** Opening Task inputs block **

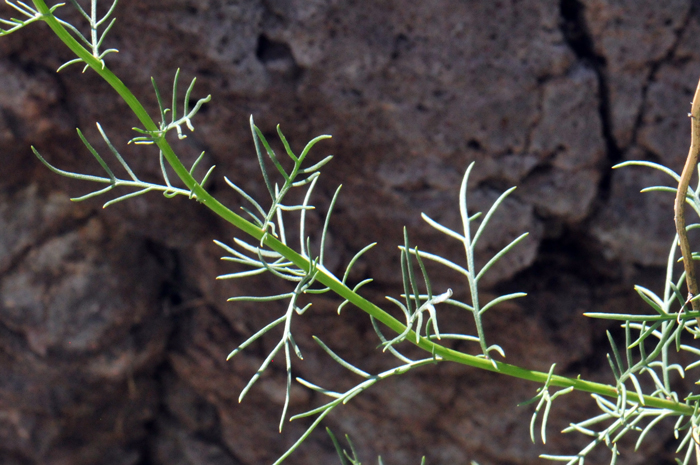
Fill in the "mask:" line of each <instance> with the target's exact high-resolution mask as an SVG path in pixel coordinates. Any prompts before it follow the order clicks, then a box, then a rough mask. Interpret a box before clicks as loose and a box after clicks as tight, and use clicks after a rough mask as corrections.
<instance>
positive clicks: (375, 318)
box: [32, 0, 693, 415]
mask: <svg viewBox="0 0 700 465" xmlns="http://www.w3.org/2000/svg"><path fill="white" fill-rule="evenodd" d="M32 1H33V3H34V6H35V7H36V8H37V10H38V11H39V12H40V13H42V14H43V15H44V16H43V18H42V20H43V21H44V22H46V24H48V25H49V27H50V28H51V29H52V30H53V32H54V33H55V34H56V35H57V36H58V38H59V39H61V41H62V42H63V43H64V44H66V46H68V48H70V49H71V51H73V53H75V55H76V56H78V57H79V58H81V59H82V60H84V61H85V63H87V64H88V65H89V66H90V67H91V68H92V69H93V70H94V71H95V72H96V73H97V74H99V75H100V76H101V77H102V78H103V79H104V80H105V81H107V83H109V84H110V85H111V86H112V88H114V90H115V91H116V92H117V93H118V94H119V95H120V96H121V97H122V99H123V100H124V101H125V102H126V104H127V105H128V106H129V108H131V110H132V111H133V112H134V114H135V115H136V117H137V118H138V119H139V121H140V122H141V124H142V125H143V127H144V128H145V129H146V131H158V129H159V128H158V126H157V125H156V123H155V122H154V121H153V120H152V119H151V117H150V116H149V115H148V112H146V110H145V108H144V107H143V105H141V102H139V100H138V99H137V98H136V97H135V96H134V94H132V93H131V91H130V90H129V89H128V88H127V87H126V86H125V85H124V83H123V82H122V81H121V80H120V79H119V78H118V77H117V76H116V75H114V73H112V71H110V70H109V68H107V67H106V66H104V67H103V64H102V62H100V61H99V60H98V59H96V58H95V57H94V56H92V54H91V53H90V51H88V50H87V49H85V48H84V47H83V46H81V45H80V44H79V43H78V41H77V40H75V39H74V38H73V36H71V35H70V33H68V31H66V29H65V28H64V27H63V25H61V23H59V22H58V20H56V18H55V17H54V16H53V15H52V14H51V13H50V11H49V8H48V7H47V6H46V3H45V2H44V0H32ZM156 144H157V145H158V148H159V149H160V150H161V151H162V152H163V156H164V157H165V159H166V160H167V161H168V163H169V164H170V166H171V167H172V168H173V170H174V171H175V173H176V174H177V176H178V177H179V178H180V179H181V180H182V182H184V183H185V185H186V186H187V188H188V189H190V190H191V191H192V192H193V193H194V195H195V196H196V197H197V200H198V201H199V202H201V203H203V204H204V205H205V206H207V207H208V208H209V209H210V210H212V211H213V212H214V213H215V214H216V215H218V216H220V217H221V218H223V219H224V220H226V221H228V222H229V223H231V224H232V225H233V226H235V227H236V228H238V229H240V230H241V231H243V232H245V233H246V234H249V235H250V236H252V237H254V238H255V239H257V240H261V239H262V238H263V236H265V239H264V243H265V245H267V246H268V247H269V248H270V249H272V250H275V251H276V252H279V253H280V254H282V255H283V256H284V257H285V258H287V259H288V260H289V261H291V262H292V263H294V265H296V266H298V267H299V268H300V269H303V270H307V271H308V270H309V267H310V263H309V261H308V260H307V259H306V258H304V257H303V256H301V255H299V254H298V253H296V252H295V251H294V250H292V249H290V248H289V247H287V246H286V245H284V244H282V243H281V242H280V241H279V240H277V239H275V238H274V237H272V236H271V235H269V234H265V233H264V232H263V231H262V230H261V229H260V228H258V227H257V226H255V225H254V224H252V223H250V222H248V221H246V220H245V219H243V218H242V217H241V216H239V215H237V214H236V213H234V212H232V211H231V210H230V209H228V208H227V207H225V206H224V205H223V204H221V203H220V202H219V201H218V200H216V199H215V198H214V197H212V196H211V195H210V194H209V193H208V192H207V191H206V190H204V189H203V188H202V186H200V185H199V183H197V181H196V180H195V179H194V177H192V175H190V173H189V171H188V170H187V168H185V166H184V165H183V164H182V163H181V162H180V160H179V158H178V157H177V155H176V154H175V152H174V151H173V149H172V148H171V147H170V144H168V142H167V141H166V140H165V138H159V139H158V140H157V141H156ZM316 279H317V280H318V281H319V282H320V283H322V284H324V285H326V286H327V287H329V288H330V289H331V290H332V291H333V292H335V293H336V294H337V295H338V296H340V297H342V298H343V299H346V300H348V301H349V302H350V303H352V304H353V305H355V306H357V307H358V308H360V309H361V310H363V311H365V312H366V313H368V314H369V315H371V316H372V317H374V318H375V319H376V320H378V321H380V322H382V323H383V324H384V325H386V326H388V327H389V328H390V329H391V330H393V331H395V332H396V333H397V334H401V333H402V332H403V331H404V330H405V329H406V327H405V326H404V325H403V324H402V323H401V322H400V321H399V320H397V319H395V318H394V317H392V316H391V315H390V314H388V313H387V312H385V311H384V310H382V309H381V308H379V307H378V306H376V305H375V304H373V303H372V302H370V301H368V300H366V299H365V298H363V297H361V296H360V295H359V294H356V293H355V292H353V291H352V290H351V289H350V288H349V287H347V286H346V285H345V284H343V283H341V282H340V281H339V280H338V278H336V277H335V276H334V275H332V274H331V273H329V272H327V271H326V270H323V269H319V270H318V274H317V276H316ZM406 340H408V341H411V342H412V343H414V344H415V345H417V346H418V347H420V348H421V349H423V350H425V351H426V352H428V353H430V354H434V355H435V356H437V357H441V358H442V359H444V360H446V361H452V362H456V363H461V364H463V365H468V366H472V367H475V368H480V369H482V370H487V371H492V372H496V373H500V374H503V375H507V376H512V377H515V378H520V379H525V380H528V381H534V382H536V383H540V384H544V383H545V382H546V381H547V379H548V377H549V374H548V373H545V372H539V371H533V370H527V369H524V368H520V367H518V366H514V365H509V364H507V363H502V362H496V361H492V360H490V359H486V358H483V357H476V356H474V355H468V354H465V353H462V352H458V351H455V350H452V349H448V348H446V347H443V346H441V345H439V344H435V343H433V342H431V341H429V340H428V339H426V338H423V337H420V338H418V342H417V343H416V342H415V341H416V335H415V333H414V332H413V331H411V332H410V333H409V336H408V337H407V338H406ZM549 384H550V386H558V387H564V388H566V387H573V388H574V389H576V390H578V391H584V392H590V393H595V394H599V395H602V396H606V397H612V398H616V397H617V396H618V392H617V390H616V389H615V387H613V386H610V385H605V384H601V383H594V382H591V381H584V380H582V379H573V378H567V377H564V376H556V375H555V376H552V377H551V380H550V383H549ZM627 398H628V399H629V400H631V401H633V402H639V400H640V399H639V396H638V395H637V394H636V393H632V392H628V393H627ZM644 404H645V405H647V406H649V407H655V408H664V409H668V410H671V411H673V412H675V413H676V414H677V415H692V413H693V408H692V407H691V406H689V405H686V404H681V403H678V402H675V401H672V400H667V399H660V398H658V397H652V396H644Z"/></svg>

** Closing Task inputs block **

* Exercise directions *
Which lines of the listing contain the word "clicks"? Copy each of them.

* Answer for this exercise *
Fill in the "mask:" line of each <instance> with the target's exact high-resolution mask as an SVG path in pixel coordinates. Any prompts before it follow the order clicks, then a box, then a rough mask. Interpret a box before clicks as loose and a box after clicks as tight, and use clicks after a rough mask as corrections.
positive clicks: (375, 318)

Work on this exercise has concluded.